The answer must consist only of the lines from the line with "153L332 163L338 217L383" to the line with "positive clicks: (444, 274)", both included, exactly as they stand below.

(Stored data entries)
+--
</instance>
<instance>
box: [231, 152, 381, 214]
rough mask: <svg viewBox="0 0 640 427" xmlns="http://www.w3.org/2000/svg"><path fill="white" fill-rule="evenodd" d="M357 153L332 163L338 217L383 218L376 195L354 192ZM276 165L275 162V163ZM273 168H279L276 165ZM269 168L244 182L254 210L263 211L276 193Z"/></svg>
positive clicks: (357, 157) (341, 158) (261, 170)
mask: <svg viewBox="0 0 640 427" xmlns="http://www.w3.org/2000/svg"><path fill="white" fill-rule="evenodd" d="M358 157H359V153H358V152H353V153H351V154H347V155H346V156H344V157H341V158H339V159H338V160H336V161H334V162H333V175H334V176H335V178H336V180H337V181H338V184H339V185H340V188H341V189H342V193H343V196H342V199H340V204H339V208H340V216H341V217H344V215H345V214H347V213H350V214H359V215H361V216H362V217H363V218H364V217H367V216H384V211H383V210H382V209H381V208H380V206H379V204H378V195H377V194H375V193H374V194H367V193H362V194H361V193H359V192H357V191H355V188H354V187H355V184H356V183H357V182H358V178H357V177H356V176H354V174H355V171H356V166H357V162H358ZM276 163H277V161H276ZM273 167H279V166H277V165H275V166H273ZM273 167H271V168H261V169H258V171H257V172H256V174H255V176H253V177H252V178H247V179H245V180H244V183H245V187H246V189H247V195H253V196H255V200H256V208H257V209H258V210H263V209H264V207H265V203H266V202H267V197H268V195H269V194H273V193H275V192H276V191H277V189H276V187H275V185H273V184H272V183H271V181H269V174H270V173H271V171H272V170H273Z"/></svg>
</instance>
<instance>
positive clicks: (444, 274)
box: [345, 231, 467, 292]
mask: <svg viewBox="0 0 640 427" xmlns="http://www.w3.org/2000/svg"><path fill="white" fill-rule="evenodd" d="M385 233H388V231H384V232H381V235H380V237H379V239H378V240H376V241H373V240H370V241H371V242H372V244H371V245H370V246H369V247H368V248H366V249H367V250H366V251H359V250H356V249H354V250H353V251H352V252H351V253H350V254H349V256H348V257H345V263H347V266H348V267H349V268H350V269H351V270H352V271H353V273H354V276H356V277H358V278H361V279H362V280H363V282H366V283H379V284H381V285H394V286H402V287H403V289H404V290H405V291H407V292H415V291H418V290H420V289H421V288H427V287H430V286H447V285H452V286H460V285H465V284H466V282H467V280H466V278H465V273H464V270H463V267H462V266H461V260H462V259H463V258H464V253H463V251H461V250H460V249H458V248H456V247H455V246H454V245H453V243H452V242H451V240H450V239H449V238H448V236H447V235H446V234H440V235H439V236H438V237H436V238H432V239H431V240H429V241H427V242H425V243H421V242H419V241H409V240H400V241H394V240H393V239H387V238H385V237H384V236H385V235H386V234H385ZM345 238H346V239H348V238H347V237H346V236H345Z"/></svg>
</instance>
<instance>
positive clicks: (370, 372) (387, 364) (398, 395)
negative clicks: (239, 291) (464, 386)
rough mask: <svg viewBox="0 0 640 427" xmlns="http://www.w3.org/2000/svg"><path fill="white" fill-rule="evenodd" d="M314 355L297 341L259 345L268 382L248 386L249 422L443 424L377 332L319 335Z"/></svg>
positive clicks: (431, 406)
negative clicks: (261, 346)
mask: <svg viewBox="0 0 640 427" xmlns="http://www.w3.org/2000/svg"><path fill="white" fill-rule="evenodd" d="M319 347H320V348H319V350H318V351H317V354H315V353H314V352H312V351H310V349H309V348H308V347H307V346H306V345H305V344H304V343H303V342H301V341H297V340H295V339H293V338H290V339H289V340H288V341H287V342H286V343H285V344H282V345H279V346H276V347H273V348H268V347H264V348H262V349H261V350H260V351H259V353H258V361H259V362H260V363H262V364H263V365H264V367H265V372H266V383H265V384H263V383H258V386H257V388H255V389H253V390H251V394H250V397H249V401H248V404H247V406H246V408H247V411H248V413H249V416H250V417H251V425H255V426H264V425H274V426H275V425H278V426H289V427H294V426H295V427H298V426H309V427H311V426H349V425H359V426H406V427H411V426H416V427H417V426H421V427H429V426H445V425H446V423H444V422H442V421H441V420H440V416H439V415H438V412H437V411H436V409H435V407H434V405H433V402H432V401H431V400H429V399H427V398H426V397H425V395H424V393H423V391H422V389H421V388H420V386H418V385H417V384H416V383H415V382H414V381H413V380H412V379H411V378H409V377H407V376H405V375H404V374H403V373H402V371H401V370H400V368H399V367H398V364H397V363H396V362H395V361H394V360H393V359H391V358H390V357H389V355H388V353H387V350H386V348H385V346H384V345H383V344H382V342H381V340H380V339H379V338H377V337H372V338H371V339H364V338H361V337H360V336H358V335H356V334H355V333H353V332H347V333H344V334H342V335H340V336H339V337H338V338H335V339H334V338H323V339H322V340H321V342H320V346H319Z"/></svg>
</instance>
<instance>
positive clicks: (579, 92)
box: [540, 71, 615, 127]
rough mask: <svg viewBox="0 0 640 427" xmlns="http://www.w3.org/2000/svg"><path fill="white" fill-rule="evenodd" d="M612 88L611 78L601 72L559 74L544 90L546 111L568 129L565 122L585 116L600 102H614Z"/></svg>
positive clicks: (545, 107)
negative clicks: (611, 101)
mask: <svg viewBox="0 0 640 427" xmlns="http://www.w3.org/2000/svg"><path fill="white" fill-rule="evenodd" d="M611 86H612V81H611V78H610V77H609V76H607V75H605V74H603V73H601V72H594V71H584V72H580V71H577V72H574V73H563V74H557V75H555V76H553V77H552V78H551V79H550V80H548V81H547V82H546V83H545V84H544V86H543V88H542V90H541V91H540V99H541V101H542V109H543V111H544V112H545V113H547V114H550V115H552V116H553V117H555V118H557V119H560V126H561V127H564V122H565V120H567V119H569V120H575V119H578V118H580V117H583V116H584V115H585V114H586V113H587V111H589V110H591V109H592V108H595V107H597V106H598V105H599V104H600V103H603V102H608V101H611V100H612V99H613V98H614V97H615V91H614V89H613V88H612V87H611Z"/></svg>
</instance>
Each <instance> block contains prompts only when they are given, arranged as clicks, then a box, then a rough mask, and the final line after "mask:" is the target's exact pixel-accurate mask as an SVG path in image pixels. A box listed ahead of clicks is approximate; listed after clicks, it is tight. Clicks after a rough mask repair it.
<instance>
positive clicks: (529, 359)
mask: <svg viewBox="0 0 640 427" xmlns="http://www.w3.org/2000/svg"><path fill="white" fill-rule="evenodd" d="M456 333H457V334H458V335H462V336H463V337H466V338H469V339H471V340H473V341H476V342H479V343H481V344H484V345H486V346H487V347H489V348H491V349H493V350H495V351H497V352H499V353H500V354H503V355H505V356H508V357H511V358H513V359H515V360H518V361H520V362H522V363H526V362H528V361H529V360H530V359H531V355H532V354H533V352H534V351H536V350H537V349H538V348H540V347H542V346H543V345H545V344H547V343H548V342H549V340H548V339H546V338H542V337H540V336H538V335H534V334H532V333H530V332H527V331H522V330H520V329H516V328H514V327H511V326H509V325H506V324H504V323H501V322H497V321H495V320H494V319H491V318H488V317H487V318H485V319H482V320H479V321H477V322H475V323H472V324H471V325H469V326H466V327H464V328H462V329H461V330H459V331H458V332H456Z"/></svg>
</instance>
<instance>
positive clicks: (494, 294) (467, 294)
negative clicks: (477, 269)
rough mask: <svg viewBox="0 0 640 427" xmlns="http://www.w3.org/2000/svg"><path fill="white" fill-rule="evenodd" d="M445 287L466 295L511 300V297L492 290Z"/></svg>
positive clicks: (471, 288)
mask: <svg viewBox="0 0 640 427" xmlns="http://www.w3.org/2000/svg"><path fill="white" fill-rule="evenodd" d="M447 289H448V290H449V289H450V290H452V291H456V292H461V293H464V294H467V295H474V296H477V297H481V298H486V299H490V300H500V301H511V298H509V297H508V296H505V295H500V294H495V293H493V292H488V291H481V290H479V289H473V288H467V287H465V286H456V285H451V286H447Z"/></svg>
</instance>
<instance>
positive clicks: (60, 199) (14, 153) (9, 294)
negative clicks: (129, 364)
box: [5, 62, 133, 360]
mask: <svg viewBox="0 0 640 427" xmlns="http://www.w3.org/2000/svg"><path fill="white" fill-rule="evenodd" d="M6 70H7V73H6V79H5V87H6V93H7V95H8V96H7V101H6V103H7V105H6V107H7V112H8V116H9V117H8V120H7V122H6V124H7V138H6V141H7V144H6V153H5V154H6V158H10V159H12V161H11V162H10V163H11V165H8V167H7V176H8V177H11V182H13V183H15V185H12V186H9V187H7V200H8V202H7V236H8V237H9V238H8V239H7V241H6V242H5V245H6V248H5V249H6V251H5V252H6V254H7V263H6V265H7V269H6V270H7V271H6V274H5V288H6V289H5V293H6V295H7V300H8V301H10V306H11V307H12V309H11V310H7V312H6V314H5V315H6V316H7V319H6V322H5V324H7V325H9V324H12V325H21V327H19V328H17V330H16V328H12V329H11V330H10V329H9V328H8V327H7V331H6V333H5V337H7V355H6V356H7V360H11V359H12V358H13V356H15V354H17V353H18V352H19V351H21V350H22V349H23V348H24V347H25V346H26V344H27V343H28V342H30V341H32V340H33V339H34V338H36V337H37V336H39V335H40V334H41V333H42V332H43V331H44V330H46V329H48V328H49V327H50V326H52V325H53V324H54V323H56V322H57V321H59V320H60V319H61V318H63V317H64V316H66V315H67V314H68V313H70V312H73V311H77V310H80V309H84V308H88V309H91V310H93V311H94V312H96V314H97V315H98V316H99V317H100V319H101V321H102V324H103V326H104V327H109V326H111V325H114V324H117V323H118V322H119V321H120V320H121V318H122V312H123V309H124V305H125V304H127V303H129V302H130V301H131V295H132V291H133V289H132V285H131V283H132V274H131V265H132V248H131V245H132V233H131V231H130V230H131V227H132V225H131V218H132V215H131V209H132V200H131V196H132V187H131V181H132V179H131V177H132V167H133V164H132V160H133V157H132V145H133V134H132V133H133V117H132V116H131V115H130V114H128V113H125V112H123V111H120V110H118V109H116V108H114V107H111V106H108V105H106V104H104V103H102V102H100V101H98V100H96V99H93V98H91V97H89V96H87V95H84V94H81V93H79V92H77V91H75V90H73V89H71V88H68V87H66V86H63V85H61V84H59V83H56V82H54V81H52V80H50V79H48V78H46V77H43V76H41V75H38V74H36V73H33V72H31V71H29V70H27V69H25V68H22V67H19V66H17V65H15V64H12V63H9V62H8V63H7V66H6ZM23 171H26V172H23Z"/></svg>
+--
| Task answer |
rough mask: <svg viewBox="0 0 640 427" xmlns="http://www.w3.org/2000/svg"><path fill="white" fill-rule="evenodd" d="M357 153L332 163L338 217L383 218L376 195L354 192ZM276 165L275 162V163ZM273 168H279L276 165ZM269 168L244 182L254 210L263 211L276 193Z"/></svg>
positive clicks: (357, 157) (341, 158) (261, 170)
mask: <svg viewBox="0 0 640 427" xmlns="http://www.w3.org/2000/svg"><path fill="white" fill-rule="evenodd" d="M358 157H359V153H358V152H353V153H351V154H347V155H346V156H344V157H341V158H339V159H338V160H336V161H334V162H333V175H334V176H335V178H336V180H337V181H338V184H339V185H340V188H341V189H342V193H343V196H342V199H340V204H339V208H340V216H341V217H344V215H345V214H347V213H350V214H359V215H361V216H362V217H363V218H364V217H367V216H384V211H383V210H382V209H381V208H380V206H379V204H378V195H377V194H375V193H374V194H367V193H362V194H361V193H359V192H357V191H355V188H354V187H355V184H356V183H357V182H358V178H357V177H356V176H354V174H355V171H356V166H357V162H358ZM276 163H277V161H276ZM273 167H279V166H277V165H275V166H273ZM273 167H271V168H261V169H258V171H257V172H256V174H255V176H253V177H252V178H247V179H245V180H244V183H245V187H246V189H247V195H253V196H255V200H256V208H257V209H258V210H263V209H264V207H265V203H266V202H267V197H268V195H269V194H273V193H275V192H276V191H277V189H276V187H275V185H273V184H272V183H271V181H269V174H270V173H271V171H272V170H273Z"/></svg>
</instance>
<instance>
positive clicks: (444, 274)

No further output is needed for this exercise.